=== Task requirements ===
Search the records below for the string "window" and report only the number of lines that contain it.

***** Input for this task

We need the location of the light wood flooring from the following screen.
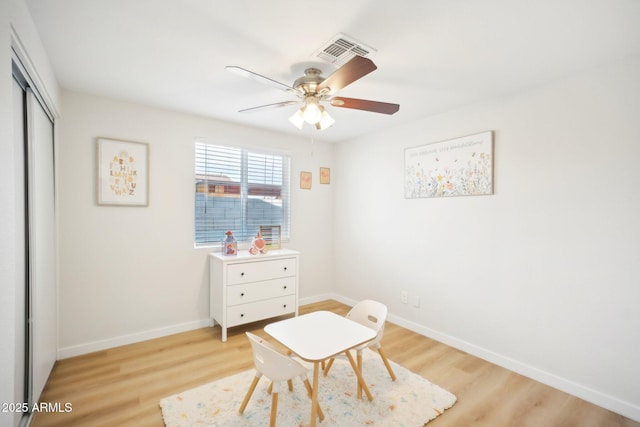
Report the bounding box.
[32,300,638,427]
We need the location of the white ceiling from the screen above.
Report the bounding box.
[25,0,640,143]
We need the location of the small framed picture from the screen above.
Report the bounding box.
[320,167,330,184]
[259,225,282,249]
[300,171,312,189]
[97,137,149,206]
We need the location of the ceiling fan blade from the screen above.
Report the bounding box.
[238,100,300,113]
[330,97,400,115]
[316,56,378,95]
[226,66,303,97]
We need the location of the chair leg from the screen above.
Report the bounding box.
[267,382,273,394]
[239,375,260,414]
[344,350,373,401]
[377,347,397,381]
[323,358,335,376]
[269,392,278,427]
[357,350,363,399]
[302,378,325,421]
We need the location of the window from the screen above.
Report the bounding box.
[195,141,290,246]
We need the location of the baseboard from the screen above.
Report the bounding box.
[383,310,640,423]
[55,294,640,422]
[299,293,338,306]
[57,319,211,359]
[308,294,640,422]
[58,296,336,360]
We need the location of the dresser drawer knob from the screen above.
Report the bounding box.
[283,267,287,271]
[240,313,244,318]
[283,304,287,308]
[283,285,287,290]
[240,292,245,297]
[240,272,245,277]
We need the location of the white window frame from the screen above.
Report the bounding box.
[194,139,290,247]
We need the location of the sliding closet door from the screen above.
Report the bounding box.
[26,88,57,405]
[12,74,27,425]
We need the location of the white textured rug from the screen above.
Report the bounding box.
[160,349,456,426]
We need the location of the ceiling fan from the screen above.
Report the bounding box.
[226,56,399,130]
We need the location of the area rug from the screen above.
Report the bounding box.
[160,349,456,426]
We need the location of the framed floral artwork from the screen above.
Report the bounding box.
[404,131,493,198]
[300,171,312,190]
[320,167,330,184]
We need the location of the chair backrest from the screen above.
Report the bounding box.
[246,332,307,382]
[346,300,388,346]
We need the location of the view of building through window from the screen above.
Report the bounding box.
[194,141,290,246]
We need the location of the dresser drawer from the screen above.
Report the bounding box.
[227,277,295,306]
[226,295,296,327]
[227,257,296,285]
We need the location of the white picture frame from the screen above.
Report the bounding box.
[404,131,493,198]
[97,137,149,206]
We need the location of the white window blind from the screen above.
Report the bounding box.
[195,141,290,246]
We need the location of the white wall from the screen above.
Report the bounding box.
[57,91,334,357]
[333,56,640,420]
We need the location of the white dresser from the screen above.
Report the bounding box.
[209,249,299,341]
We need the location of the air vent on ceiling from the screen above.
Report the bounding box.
[313,33,376,67]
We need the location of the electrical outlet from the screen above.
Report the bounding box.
[401,291,408,304]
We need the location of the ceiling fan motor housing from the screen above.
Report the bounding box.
[293,68,325,95]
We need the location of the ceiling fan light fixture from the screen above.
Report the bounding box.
[302,97,322,124]
[290,102,335,130]
[318,110,335,130]
[288,109,305,129]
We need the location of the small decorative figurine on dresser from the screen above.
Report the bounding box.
[222,231,237,256]
[249,232,268,255]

**********

=== Written response ===
4